(Named-object pointing records)
start
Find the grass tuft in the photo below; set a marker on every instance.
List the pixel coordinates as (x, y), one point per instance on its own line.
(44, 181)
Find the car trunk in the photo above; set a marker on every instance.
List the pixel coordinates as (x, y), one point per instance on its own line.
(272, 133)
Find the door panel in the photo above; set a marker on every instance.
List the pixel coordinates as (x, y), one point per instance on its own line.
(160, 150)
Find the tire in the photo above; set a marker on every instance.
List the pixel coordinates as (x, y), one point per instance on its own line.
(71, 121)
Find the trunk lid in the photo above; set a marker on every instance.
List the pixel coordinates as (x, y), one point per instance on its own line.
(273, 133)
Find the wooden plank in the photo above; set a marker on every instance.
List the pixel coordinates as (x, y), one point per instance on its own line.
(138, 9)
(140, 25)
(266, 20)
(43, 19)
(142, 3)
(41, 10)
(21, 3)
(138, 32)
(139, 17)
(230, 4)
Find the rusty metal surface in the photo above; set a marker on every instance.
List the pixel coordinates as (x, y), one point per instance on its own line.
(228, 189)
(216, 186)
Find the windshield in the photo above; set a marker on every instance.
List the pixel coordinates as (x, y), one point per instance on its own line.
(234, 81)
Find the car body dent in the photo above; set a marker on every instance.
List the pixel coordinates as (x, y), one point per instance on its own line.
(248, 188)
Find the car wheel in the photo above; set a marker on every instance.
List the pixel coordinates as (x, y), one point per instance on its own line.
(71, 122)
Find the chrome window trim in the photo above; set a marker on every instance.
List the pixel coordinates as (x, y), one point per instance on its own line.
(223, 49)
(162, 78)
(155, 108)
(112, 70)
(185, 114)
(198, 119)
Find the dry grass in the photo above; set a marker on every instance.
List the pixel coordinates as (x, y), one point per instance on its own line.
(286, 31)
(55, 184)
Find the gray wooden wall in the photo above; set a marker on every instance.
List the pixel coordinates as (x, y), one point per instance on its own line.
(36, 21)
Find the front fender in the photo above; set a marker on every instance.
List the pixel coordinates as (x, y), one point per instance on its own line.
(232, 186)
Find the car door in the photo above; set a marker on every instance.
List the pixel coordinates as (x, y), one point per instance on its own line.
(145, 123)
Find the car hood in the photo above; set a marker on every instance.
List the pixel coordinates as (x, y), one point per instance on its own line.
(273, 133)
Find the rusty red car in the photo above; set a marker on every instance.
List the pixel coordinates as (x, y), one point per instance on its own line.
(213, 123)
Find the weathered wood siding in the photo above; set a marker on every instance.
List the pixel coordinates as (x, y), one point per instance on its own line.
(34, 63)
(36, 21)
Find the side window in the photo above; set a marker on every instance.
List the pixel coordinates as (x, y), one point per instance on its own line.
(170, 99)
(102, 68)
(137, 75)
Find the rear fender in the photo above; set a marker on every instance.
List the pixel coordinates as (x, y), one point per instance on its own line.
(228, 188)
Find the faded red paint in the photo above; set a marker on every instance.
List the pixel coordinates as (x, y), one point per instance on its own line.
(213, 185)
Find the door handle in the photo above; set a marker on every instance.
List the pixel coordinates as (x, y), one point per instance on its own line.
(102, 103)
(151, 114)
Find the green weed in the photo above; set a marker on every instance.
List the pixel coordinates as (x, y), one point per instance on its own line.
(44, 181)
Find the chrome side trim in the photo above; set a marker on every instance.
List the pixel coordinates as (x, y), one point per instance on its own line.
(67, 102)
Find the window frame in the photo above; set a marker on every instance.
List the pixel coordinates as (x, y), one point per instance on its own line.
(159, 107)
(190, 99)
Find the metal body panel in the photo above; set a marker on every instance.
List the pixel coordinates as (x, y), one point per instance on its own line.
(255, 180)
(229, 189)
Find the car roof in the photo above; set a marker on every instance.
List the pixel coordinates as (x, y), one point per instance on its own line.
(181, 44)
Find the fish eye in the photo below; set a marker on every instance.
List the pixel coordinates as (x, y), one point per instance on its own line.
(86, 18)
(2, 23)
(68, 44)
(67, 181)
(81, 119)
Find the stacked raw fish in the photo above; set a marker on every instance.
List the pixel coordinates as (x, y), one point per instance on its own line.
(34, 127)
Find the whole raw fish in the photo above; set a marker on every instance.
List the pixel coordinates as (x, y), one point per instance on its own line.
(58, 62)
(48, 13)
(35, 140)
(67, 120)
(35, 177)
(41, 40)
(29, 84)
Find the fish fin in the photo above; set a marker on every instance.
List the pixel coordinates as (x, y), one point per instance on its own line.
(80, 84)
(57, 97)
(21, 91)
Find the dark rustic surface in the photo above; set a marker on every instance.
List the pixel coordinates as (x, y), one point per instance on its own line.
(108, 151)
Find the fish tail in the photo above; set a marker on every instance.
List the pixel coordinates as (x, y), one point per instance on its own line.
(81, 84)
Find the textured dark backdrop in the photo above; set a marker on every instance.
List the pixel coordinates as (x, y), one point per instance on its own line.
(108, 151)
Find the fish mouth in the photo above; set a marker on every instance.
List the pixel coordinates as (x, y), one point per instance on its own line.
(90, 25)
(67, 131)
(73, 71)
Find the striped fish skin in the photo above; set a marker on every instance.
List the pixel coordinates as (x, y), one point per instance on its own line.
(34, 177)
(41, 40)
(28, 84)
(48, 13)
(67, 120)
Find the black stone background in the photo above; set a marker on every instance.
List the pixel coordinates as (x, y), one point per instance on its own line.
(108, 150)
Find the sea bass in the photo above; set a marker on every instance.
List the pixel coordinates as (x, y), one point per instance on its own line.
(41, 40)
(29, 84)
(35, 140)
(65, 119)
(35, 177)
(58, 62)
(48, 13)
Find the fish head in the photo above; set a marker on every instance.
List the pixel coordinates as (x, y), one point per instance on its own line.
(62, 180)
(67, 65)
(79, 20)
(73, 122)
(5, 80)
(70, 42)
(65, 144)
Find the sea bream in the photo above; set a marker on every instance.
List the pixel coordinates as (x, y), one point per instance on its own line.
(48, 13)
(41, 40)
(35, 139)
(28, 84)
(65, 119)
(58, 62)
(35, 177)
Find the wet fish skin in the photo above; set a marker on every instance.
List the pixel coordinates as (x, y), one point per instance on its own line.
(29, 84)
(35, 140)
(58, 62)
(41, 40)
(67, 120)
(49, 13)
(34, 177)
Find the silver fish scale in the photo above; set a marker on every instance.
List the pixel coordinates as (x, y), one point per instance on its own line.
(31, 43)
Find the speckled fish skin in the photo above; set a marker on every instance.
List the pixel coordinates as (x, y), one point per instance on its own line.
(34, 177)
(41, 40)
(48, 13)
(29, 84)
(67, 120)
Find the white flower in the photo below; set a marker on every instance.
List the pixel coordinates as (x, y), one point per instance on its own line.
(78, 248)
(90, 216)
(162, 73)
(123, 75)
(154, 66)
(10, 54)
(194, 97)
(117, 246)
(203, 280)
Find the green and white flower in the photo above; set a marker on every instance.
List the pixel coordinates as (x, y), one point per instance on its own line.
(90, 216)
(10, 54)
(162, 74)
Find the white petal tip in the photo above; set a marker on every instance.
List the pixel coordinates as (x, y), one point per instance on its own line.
end
Work to be completed: Repeat each of the entries above precisely as given.

Response to this task:
Find the grass tuft in the photo below; set a marker on every instance.
List the pixel coordinates as (x, y), one point per instance on its own line.
(44, 181)
Find the car trunk in the photo above; set a marker on every instance.
List the pixel coordinates as (x, y), one point per instance on its own line.
(272, 133)
Find the door panel in the photo above; set a marker on every instance.
List the pixel coordinates as (x, y), one point per instance on its own line.
(160, 150)
Find the tire in the photo above; set a marker on every instance.
List the pixel coordinates as (x, y), one point per instance on its own line.
(71, 121)
Find the trunk lid in the photo above; set a marker on every instance.
List the pixel coordinates as (x, y), one point per instance on its own line.
(273, 133)
Find the wooden plank in the photo above; set a marker on every instance.
List the pixel coordinates as (x, y), one point per instance on its own line.
(138, 9)
(140, 25)
(266, 20)
(43, 19)
(142, 3)
(41, 10)
(21, 3)
(138, 32)
(139, 17)
(230, 4)
Find the rusty metal surface in the photo above; set a marker on every instance.
List the pixel coordinates as (x, y), one point per instance on its own line.
(228, 189)
(216, 186)
Find the windshield in the photo above; set a marker on every instance.
List the pixel coordinates as (x, y), one point per instance on its own line.
(234, 81)
Find the car body dent in the photo above; set a marker on every instance.
List the pixel coordinates as (x, y), one point per instance on its own line.
(248, 188)
Find the car wheel in the photo above; set a marker on every instance.
List the pixel coordinates as (x, y), one point per instance on its own line.
(71, 122)
Find the chrome window trim in the photo above; set a marker on every instance.
List the pixel coordinates as (x, y), one point per instance on its own line.
(223, 49)
(162, 78)
(155, 108)
(112, 70)
(185, 114)
(198, 119)
Find the dry grass in the photo above; set a marker on every instance.
List the pixel coordinates as (x, y), one point per instance on its own line.
(286, 31)
(55, 184)
Find the gray wooden wall in the photo above; set a marker on every instance.
List the pixel coordinates as (x, y), one point per instance on its own line.
(36, 21)
Find the front fender in the photo above; set a marker on every instance.
List the pixel coordinates as (x, y), one point per instance on its own line.
(232, 186)
Find the car door in the photo above; set a marker on every instance.
List the pixel coordinates as (x, y), one point per instance on its own line.
(145, 123)
Find the car hood in the photo above; set a marker on every instance.
List the pixel coordinates as (x, y), one point per instance on its own line.
(273, 133)
Find the rusty red car in the photo above; set a marker on every instance.
List the pixel coordinates as (x, y), one point per instance on its own line.
(213, 123)
Find the weathered wood siding in the photo above; set a marker on every instance.
List the pixel coordinates as (x, y), one point per instance on its own line.
(34, 63)
(36, 21)
Find the side window in the photo above; set a marker on every instance.
List the pixel coordinates as (x, y), one point per instance on its own line.
(170, 99)
(102, 68)
(137, 75)
Find the rear fender in the photo above; set a marker on every instance.
List the pixel coordinates as (x, y), one point per instance on its own line.
(228, 188)
Find the faded red paint in the photo above; set a marker on every instance.
List the pixel coordinates as (x, y), one point per instance on its own line.
(213, 185)
Find the door handle in the photo above; set a marker on every instance.
List the pixel coordinates as (x, y), one point per instance on its own line.
(102, 103)
(151, 114)
Find the green weed in the photo above; set a marker on every instance.
List the pixel coordinates as (x, y), one point per instance on its own line.
(44, 181)
Find the chrome side trim in the photo above; set a marker on every instance.
List the pixel coordinates as (x, y), one point per instance on its own line.
(67, 102)
Find the window frame in the photo above; set a marker on every instance.
List the pixel coordinates as (x, y), one point per instance on its own line.
(159, 107)
(190, 99)
Find the metal body panel in the photo above; set a marker on every instance.
List the pixel coordinates as (x, y), one point per instance on its own line.
(255, 180)
(229, 189)
Find the car roof in the photo above; set a marker on every instance.
List the pixel coordinates as (x, y), one point per instance on its own line.
(181, 44)
Find the fish eye in the photo below; set a marker on every instance.
List the pixel coordinates as (x, y), one point per instance on its own line.
(86, 18)
(2, 23)
(68, 44)
(67, 181)
(81, 119)
Find the stacked raw fish in the photo above; set a marker on every instance.
List the pixel coordinates as (x, y), one point per instance on its own line.
(34, 127)
Find the whole raw fish in the photo above; set a marker on every instance.
List the pixel coordinates as (x, y), one point per instance on its own line.
(58, 62)
(48, 13)
(35, 140)
(67, 120)
(35, 177)
(41, 40)
(29, 84)
Find the fish fin in the photo above; set a marker on every instance.
List the pixel coordinates as (x, y), one point per instance on its own line.
(80, 84)
(57, 97)
(21, 91)
Find the dark rustic surface in the photo above; set a marker on every instance.
List the pixel coordinates as (x, y), one point per instance on its own line.
(108, 151)
Find the fish tail in the photo above; set a marker on every instance.
List the pixel coordinates as (x, y), one point per instance on its own line.
(81, 84)
Find the textured dark backdrop in the photo above; set a marker on every instance.
List the pixel coordinates as (x, y), one point per instance on its own line.
(108, 151)
Find the fish mouth in the photo above; set a marker on every instance.
List the pixel coordinates as (x, y), one point per instance on its own line.
(90, 25)
(67, 131)
(73, 71)
Find the striped fish skin in the photo above; set a marker on every instance.
List the pixel coordinates as (x, y), one point per instance on its own line.
(34, 177)
(41, 40)
(28, 84)
(48, 13)
(67, 120)
Find the black stone background in the photo above; set a marker on every instance.
List the pixel coordinates as (x, y), one point per instance on its own line.
(108, 150)
Find the sea bass in the photo above; set a marker on every instance.
List the pixel coordinates as (x, y), one point per instance on its own line.
(41, 40)
(29, 84)
(35, 140)
(65, 119)
(35, 177)
(58, 62)
(48, 13)
Find the fish head in the photo above; set a marker on every instance.
List the pixel coordinates as (x, y), one point per instance on its own line.
(62, 180)
(67, 65)
(79, 20)
(73, 122)
(5, 80)
(70, 42)
(65, 144)
Find the sea bream in the photo above; set a marker on every instance.
List the pixel coordinates as (x, y), one point per instance on its own line.
(48, 13)
(41, 40)
(35, 139)
(28, 84)
(65, 119)
(58, 62)
(35, 177)
Find the wet fish skin in the photo above; set a marker on every instance.
List the pixel coordinates as (x, y), one point per instance on its own line.
(29, 84)
(35, 140)
(58, 62)
(41, 40)
(67, 120)
(49, 13)
(34, 177)
Find the silver fish scale in the photo above; set a marker on every instance.
List the pixel coordinates as (x, y), one point per instance on its own line.
(31, 43)
Find the speckled fish skin in the photo above; set a marker on every instance.
List the pixel coordinates as (x, y), one point per instance on its own line.
(34, 177)
(41, 40)
(48, 13)
(29, 84)
(67, 120)
Find the white flower in the photo below; set a marker on every instance.
List the pixel coordinates as (x, y), one point per instance on its own line.
(78, 248)
(90, 216)
(162, 73)
(123, 75)
(154, 66)
(10, 54)
(194, 97)
(117, 246)
(203, 280)
Find the green and white flower in the photo above; set a marker on every instance.
List the pixel coordinates as (x, y), one point per instance on its own line.
(90, 216)
(10, 54)
(162, 74)
Find the white petal tip in the photo above; set a marker on every instance.
List the pixel coordinates as (x, y), one point per instance on its own line.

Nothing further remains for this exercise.